◆ **Page**:
- - - - - - -
In the optical simulation, the number of lights entering the device is set to 100, 1000 and 10000 with the light incidence angles from 0° to 45°. The variation of reception rate of the cylindrical concentrator with light incidence angles for different incidence light numbers is compared in Fig. 7. It can be seen that the reception rate tends to be consistent when the number of incidence light reaches 1000 and 10000. From above analysis, it can be concluded that the reception rate of the concentrator converges when the number of simulated lights attains 1000.


Figure 7

The variation of reception rate of the vertical gap with light incidence angles for different incidence light numbers.

Fig. 7. The variation of reception rate of the vertical gap with light incidence angles for different incidence light numbers.


4. Analysis of optical performance

4.1 Energy density analysis

In LightTools software, the surface source with the parameter of 20 cm × 20 cm and the direct light with the energy density of 1000 W/m2 are set to obtain the energy density cloud map on the reception surface. The bottom of the reception surface of the vertical gap serves as the origin in the energy density distribution map. It can be seen from Fig. 8 that the position of the peak value of energy density on the left side of the reception plane will gradually move down as the light incidence angle increases from 0°. Meanwhile, the peak value of energy density presents a decreasing trend. By comparison, the peak energy density on the right side will gradually move up oppositely. It can be also found that the value of peak energy density on the left reception surface has disappeared when the incidence angle reaches 50°, which demonstrates that the left side of the reception surface can receive light directly to some extent.
- - - - - - -
◆ **What to work on**:
A. Rewrite the paragraph of the concentrator simulation text that begins "In LightTools software" as a short list, keeping its main facts.
B. Write the next part of the concentrator simulation text, picking up after its last sentence.

◆ **Dataset content**:
- - - - - - -
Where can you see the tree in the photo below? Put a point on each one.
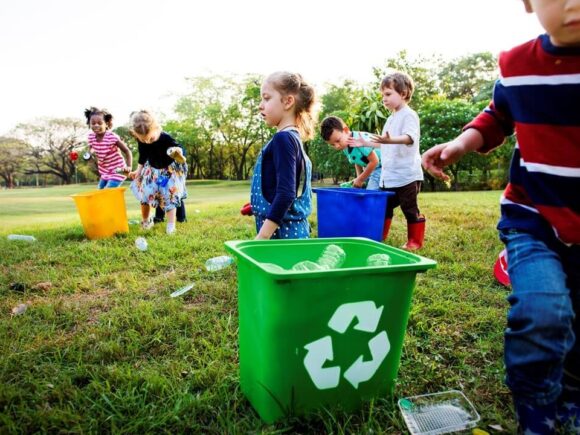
- - - - - - -
◆ **Responses by task**:
A.
- In LightTools, a 20 cm × 20 cm surface source and direct light with an energy density of 1000 W/m2 are set to produce the energy density cloud map on the reception surface.
- The bottom of the vertical gap's reception surface is the origin of the energy density distribution map.
- As the light incidence angle increases from 0°, the peak energy density on the left side of the reception plane moves down and its value decreases.
- The peak energy density on the right side moves up instead.
- At an incidence angle of 50°, the left-side peak disappears, which shows that the left side of the reception surface can receive light directly to some extent.

B.
Figure 8

The energy density cloud map on the reception surface.

Fig. 8. The energy density cloud map on the reception surface.


The variation curve of energy density on the whole reception surface with different heights of the gap under different incidence angles is displayed in Fig. 9. It can be observed that when the incidence angle is 0°, the peak energy density is as high as 17925 W/m2. With the increase of the light incidence angle, the peak position of the energy density on the reception surface gradually moves down. Meanwhile, the peak energy density performs a similar decreasing trend. Particularly, considering that the peak position approaches to the seawater surface at the bottom of the gap, the seawater accumulated in the vertical gap can be directly heated by the concentrated light from the concentrator effectively even at a low position.


Figure 9

The variation of energy density on the whole reception surface with the height of the gap in different incidence angles.

Fig. 9. The variation of energy density on the whole reception surface with the height of the gap in different incidence angles.


4.2 Size optimization of vertical gap

Since determining the optimal structure and parameters of the concentrator and gap (r = 6 cm, h = 5 cm), it is of great necessity to assess the variation of solar altitude angle, light incidence angle and reception rate with time in typical geographical area. In order to obtain the light incidence angle during the whole day, geometric analysis is carried out as follows.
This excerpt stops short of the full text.